# Exercise material
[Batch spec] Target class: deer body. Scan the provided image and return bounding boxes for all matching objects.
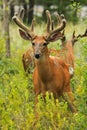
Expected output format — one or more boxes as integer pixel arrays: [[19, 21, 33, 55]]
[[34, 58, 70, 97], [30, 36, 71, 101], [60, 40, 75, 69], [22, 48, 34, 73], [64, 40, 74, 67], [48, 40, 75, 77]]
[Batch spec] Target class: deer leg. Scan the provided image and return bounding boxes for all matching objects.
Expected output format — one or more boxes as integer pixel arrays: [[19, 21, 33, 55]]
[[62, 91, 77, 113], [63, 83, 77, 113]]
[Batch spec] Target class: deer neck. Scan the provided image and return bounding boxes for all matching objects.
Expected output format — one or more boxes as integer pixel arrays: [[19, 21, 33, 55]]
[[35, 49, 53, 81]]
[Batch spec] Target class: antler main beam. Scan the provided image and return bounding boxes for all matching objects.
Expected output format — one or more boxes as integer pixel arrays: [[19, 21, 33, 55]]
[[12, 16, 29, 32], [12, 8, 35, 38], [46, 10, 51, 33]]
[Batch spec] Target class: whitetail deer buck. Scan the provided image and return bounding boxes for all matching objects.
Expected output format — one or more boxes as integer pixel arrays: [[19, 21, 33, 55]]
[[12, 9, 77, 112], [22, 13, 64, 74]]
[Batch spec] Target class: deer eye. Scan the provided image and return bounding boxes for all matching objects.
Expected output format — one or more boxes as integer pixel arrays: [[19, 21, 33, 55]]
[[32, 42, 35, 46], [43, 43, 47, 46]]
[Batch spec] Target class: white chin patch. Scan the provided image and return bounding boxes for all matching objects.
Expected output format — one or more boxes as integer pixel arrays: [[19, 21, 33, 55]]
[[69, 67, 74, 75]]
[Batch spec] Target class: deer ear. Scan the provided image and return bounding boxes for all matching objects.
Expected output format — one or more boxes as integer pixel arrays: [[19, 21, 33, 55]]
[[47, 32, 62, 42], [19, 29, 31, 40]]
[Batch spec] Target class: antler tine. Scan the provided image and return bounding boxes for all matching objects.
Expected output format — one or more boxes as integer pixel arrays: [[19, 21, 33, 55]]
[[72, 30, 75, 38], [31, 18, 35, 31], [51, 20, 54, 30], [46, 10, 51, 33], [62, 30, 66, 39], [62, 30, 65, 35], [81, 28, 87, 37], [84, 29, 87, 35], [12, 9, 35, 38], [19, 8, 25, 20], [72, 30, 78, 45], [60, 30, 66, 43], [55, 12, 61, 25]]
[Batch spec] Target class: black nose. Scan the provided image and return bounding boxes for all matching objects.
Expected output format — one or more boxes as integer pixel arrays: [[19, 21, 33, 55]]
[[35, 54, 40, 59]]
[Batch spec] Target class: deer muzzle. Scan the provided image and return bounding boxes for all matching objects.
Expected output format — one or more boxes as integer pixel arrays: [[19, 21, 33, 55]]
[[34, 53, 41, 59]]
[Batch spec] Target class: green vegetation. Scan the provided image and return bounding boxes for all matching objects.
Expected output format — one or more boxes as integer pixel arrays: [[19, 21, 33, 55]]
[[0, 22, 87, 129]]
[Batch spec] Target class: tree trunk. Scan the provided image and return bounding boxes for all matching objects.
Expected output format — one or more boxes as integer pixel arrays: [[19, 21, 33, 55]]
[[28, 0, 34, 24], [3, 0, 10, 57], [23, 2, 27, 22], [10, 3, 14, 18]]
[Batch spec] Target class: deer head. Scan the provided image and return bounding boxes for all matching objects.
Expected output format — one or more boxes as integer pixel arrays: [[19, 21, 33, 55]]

# Prompt
Your answer should consist of the lines from the line with "[Batch spec] Target class: deer ear." to the line with "[Batch spec] Target class: antler tine." above, repeated exactly, both ends included.

# Response to the exercise
[Batch spec] Target class: deer ear. Scan the provided image and return bounding boxes for all matching objects.
Expected output format — one or more boxes as integer pixel arrays: [[19, 21, 33, 55]]
[[47, 32, 62, 42], [19, 29, 31, 40]]
[Batch spec] Target class: antler tine. Scan the provided image and return bounding boxes for all matching objects.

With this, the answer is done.